## [TASK DIRECTIONS]
Recast the material from the line with "Point out the gray" up to and including the line with "x=517, y=184" as a Markdown table with the columns Row and Line, numbering each line and omitting blank lines.

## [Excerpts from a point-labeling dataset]
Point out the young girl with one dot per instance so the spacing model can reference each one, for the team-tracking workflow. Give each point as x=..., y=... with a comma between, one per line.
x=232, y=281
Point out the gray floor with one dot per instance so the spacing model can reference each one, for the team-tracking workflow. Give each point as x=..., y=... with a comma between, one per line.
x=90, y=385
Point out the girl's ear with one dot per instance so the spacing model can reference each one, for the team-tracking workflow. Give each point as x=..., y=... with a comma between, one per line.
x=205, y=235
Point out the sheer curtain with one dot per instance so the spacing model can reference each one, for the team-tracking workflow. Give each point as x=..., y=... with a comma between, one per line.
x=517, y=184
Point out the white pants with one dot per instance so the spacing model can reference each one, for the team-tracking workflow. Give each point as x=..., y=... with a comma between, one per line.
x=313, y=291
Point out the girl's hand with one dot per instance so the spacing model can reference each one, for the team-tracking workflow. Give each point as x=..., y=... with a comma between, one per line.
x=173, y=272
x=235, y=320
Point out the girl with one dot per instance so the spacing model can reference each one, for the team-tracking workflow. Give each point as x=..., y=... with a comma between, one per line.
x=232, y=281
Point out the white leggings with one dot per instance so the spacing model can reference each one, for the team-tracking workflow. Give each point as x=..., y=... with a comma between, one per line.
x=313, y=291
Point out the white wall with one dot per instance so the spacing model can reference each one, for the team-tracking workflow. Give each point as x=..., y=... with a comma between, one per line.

## [ANSWER]
| Row | Line |
|---|---|
| 1 | Point out the gray floor with one dot per instance so the spacing model can reference each one, for the team-tracking workflow. Give each point as x=..., y=... with a comma between, one per line. |
| 2 | x=90, y=385 |
| 3 | Point out the girl's ear with one dot per instance so the spacing model can reference each one, for the team-tracking workflow. Give each point as x=..., y=... with a comma between, one per line. |
| 4 | x=205, y=235 |
| 5 | Point out the sheer curtain with one dot per instance so the spacing model can reference each one, for the team-tracking workflow. Give each point as x=..., y=... with a comma between, one per line. |
| 6 | x=517, y=184 |